## Texte fourni
★ ★ ★ ★
Série de revues sur l’œuvre des réalisatrices Safi Faye et Khady Sylla
Co-éditrices de la série : Tabara Korka Ndiaye et Rama Salla Dieng
Khady Sylla et Safi Faye, des noms qui devraient résonner dans notre imaginaire collectif tant elles ont été pionnières, dans leur art et dans leur vie parce que pour elles, l’art, c’est la vie. Leur vie et leur œuvre nous ont particulièrement ému. Pourtant, elles semblent porter en elles, la marque de celles vouées à être des égéries en avance sur leur temps ! Le tribut en est lourd. Si lourd ! Et si dramatique. On demeure sur sa faim. Sur la promesse d’un potentiel. On reste sur le regret de ce qu’elles auraient pu être, auraient dû être, si célébrées comme le monstrueusement gigantesque Sembène. On reste sur les si…sur la fleur de toute l’œuvre dont elles étaient fécondes.
Safi Faye a en tout réalisé treize films : La Passante (1972), Revanche (1973), Kaddu Beykat (Lettre paysanne) (1975), Fad’jal Goob na nu (La Récolte est finie) (1979), Man Sa Yay (1980), Les Âmes au soleil (1981), Selbé et tant d’autres (1982), 3 ans 5 mois (1983), Ambassades Nourricières (1984), Racines noires (1985), Tesito (1989), Tournage Mossane (1990) et Mossane (1996).
Elle s’est surtout intéressée au monde rural, à l’émancipation de la femme comme à l’indépendance économique et au poids des traditions, le tout en pays sérère.
★ ★ ★ ★
## Contenu des données
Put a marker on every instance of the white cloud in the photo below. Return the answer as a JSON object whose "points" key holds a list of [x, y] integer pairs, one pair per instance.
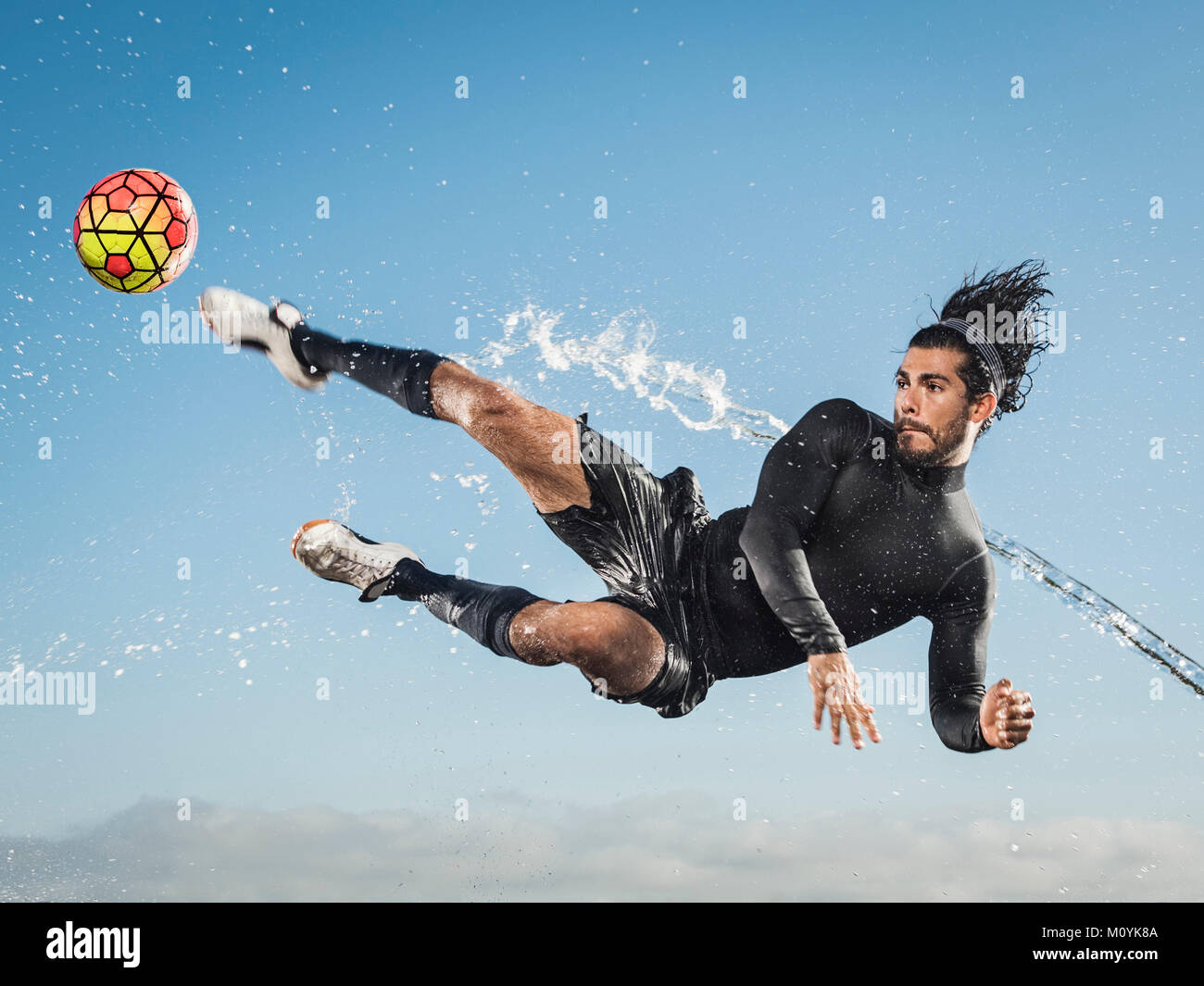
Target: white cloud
{"points": [[678, 846]]}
★ ★ ★ ★
## Problèmes à résoudre
A: Citez le passage du texte sur Safi Faye et Khady Sylla qui va de « Safi Faye a » à « en pays sérère. ».
B: Quels sujets ont surtout intéressé Safi Faye selon le texte sur Safi Faye et Khady Sylla ? Énumérez-les tous.
C: Poursuivez le texte sur Safi Faye et Khady Sylla à partir de l'endroit où il s'arrête.
Les lignes forment un matériau distinct, indépendant du texte.

## Réponses
A:
Safi Faye a en tout réalisé treize films : La Passante (1972), Revanche (1973), Kaddu Beykat (Lettre paysanne) (1975), Fad’jal Goob na nu (La Récolte est finie) (1979), Man Sa Yay (1980), Les Âmes au soleil (1981), Selbé et tant d’autres (1982), 3 ans 5 mois (1983), Ambassades Nourricières (1984), Racines noires (1985), Tesito (1989), Tournage Mossane (1990) et Mossane (1996).
Elle s’est surtout intéressée au monde rural, à l’émancipation de la femme comme à l’indépendance économique et au poids des traditions, le tout en pays sérère.

B:
- le monde rural
- l’émancipation de la femme
- l’indépendance économique
- le poids des traditions

C:
Khady Sylla pour sa part, a été une férue de l’auto-exploration, pour théoriser depuis l’expérience propre. D’abord celle des marginalisés de la société avec Les bijoux (1998), Colobane Express (1999) qui capturent l’expérience du transport urbain avec un chauffeur de car rapide et son apprenti, puis la sienne avec Une fenêtre ouverte (2005) dans lequel elle parle de la santé mentale et enfin Le monologue de la muette (2008) qui parle des conditions de travail des ‘bonnes’. Auparavent, en 1992, Khady Sylla a publié chez L’Harmattan un superbe roman : le jeu de la mer. Les mots, Khady les jongle comme elle s’y accroche car ils la maintiennent en vie. Ainsi qu’elle le reconnaît dans Une fenêtre ouverte : ‘on peut guérir en marchant’.
Dans cette série, nous vous proposons nos regards croisés sur l’œuvre de Safi Faye et de Khady Sylla, ceux d’une curatrice, créative et chercheuse Tabara Korka Ndiaye dont le projet s’intitule ‘Sulli Ndaanaan’ et celle d’une auteure, créative et universitaire, Rama Salla Dieng, passionnée de documenter la vie et l’œuvre des oublié.e.s, marginalisée.e.s et silencié.e.s, toutes les deux férues de film, de musique et de littérature.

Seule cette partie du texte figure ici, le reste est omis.